> **Dataset excerpt**:
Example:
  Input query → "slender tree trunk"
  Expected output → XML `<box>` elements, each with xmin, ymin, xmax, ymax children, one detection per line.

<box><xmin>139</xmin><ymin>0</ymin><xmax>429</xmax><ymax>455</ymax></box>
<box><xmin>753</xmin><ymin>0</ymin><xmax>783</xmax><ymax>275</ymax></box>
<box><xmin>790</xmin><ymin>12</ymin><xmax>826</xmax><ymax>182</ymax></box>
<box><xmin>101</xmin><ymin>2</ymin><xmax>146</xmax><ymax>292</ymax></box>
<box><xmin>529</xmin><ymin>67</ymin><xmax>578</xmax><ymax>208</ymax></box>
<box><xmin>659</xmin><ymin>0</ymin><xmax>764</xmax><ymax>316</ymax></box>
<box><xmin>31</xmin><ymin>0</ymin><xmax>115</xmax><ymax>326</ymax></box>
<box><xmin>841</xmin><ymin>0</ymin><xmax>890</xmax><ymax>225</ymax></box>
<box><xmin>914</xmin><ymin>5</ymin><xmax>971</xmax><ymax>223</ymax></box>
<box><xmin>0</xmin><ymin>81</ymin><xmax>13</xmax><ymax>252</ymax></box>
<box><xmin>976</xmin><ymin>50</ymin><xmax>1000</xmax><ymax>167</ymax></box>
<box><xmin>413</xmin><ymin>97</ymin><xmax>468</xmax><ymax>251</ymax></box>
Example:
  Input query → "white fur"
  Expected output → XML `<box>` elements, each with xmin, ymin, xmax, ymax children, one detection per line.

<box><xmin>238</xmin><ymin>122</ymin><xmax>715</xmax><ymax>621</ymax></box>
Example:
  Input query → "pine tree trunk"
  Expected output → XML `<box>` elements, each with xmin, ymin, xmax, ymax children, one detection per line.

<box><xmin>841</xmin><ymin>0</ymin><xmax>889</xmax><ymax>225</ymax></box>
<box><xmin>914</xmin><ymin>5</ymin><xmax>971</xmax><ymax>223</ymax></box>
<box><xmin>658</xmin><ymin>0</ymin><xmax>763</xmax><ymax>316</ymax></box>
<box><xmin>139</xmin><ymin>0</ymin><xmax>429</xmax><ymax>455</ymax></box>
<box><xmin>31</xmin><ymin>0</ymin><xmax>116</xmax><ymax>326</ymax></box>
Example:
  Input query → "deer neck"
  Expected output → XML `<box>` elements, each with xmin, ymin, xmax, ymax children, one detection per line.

> **Your task**: Collect every line of the material above that contains the word "tree".

> **Answer**:
  Input query → "slender tree trunk"
  Input query → "pine tree trunk"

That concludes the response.